**Passage provided:**
-- -- --

- Born: 15 June 1882 Nancy, France
- Died: 7 October 1967 (aged 85) Nancy, France
- Awards: Commander of the Ordre des Palmes académiques Grand Cross of the Legion of Honor Léon Bernard Foundation Prize
- Scientific career
- Fields: Social medicine Hygiene Preventive medicine Drug rehabilitation
- Workplaces: Office of Social Hygiene World Health Organization World Health Assembly League of Nations 10th Army (France) 8th Army (France)
- Thesis: Blood pressure and glands with internal secretion (1907)

= Jacques Parisot =

French physician (1882-1967)

Jacques Parisot (/pærɪˈzoʊ/ par-ih-ZOH, /fr/; 15 June 1882 – 7 October 1967) was a French doctor, who is considered one of the initiators of health and social medicine as it is conceived today, and one of the founders of World Health Organization (WHO).

Parisot came from a family of doctors and medical professionals. He achieved many distinctions in his early career, including several prizes for his research in endocrinology. During World War I, he served as a battalion doctor and was eventually promoted to doctor-consultant of the 10th army. He was recognised for his bravery and dedication, and received several awards, including the Legion of Honour.

-- -- --

**Information:**
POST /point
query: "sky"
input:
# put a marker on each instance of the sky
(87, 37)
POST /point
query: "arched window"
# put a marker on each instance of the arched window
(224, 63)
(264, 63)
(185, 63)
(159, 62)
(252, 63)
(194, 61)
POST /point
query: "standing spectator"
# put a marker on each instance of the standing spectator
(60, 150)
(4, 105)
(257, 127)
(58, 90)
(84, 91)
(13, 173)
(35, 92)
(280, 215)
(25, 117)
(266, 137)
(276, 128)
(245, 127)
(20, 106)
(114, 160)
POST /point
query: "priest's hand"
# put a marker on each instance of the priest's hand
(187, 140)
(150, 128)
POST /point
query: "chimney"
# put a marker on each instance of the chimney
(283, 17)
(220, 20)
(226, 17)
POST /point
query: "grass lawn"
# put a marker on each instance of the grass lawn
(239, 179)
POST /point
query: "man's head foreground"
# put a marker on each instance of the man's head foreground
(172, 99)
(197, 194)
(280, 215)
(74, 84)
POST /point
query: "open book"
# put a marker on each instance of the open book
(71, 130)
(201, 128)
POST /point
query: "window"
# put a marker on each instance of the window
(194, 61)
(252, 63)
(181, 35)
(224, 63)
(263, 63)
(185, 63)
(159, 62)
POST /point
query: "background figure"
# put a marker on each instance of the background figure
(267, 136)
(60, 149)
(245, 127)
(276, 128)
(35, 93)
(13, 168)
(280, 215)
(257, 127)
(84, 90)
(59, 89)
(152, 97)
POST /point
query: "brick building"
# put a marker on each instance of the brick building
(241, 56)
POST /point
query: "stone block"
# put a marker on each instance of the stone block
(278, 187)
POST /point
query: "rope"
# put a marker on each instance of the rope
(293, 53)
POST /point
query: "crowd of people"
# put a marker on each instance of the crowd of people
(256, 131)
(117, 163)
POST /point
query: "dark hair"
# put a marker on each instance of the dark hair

-- -- --

**Exercise aim:** Could you continue the Jacques Parisot biography, starting right after its sentence about the awards he received for his World War I service?

**Exercise response:**
After the war, Parisot turned his attention to preventive medicine and social action. He campaigned for the dangers of chemical warfare to be considered and was eventually appointed as a medical consultant of the 8th Army during World War II. He joined the Resistance, but was eventually captured and sent to a Neuengamme concentration camp. After the war, he continued his academic career and became the dean of the Faculty of Medicine in Nancy. Parisot campaigned for the social background of diseases, emphasizing the importance of prevention and social action. The Jacques Parisot Foundation Fellowship was awarded in his honour.

== Early career ==
Jacques Parisot was born on 15 June 1882 in Nancy, France to a family of a doctor. His grandfather, Victor Parisot, held the chair of the internal clinic; his great-uncle, Léon Parisot, holder of the chair of anatomy and physiology; his father, Pierre Parisot, renowned forensic doctor; his uncle, Albert Heydenreich, surgeon and dean of the Faculty of medicine. Parisot followed in their footstep as he won the Physiology Prize in 1902, Medicine Prize in 1903, and the Boarding School Prize and Bénit Prize in 1906. In 1906, he was appointed head of the clinic; in 1907, he defended his thesis, Blood pressure and glands with internal secretion, for which he received the thesis prize of the faculty and the Bourceret prize of the National Academy of Medicine.

Parisot married Marcelle Michaut in 1907, whose family was part of the Baccarat crystals. He obtained the aggregation of general medicine in 1913, when he had many publications to his credit, especially in the field of endocrinology, which was still underdeveloped. The same year, he took charge of the tuberculosis of the Villemin Hospital in Nancy. More accustomed to laboratory work, Parisot Parisot became aware of the social background of diseases.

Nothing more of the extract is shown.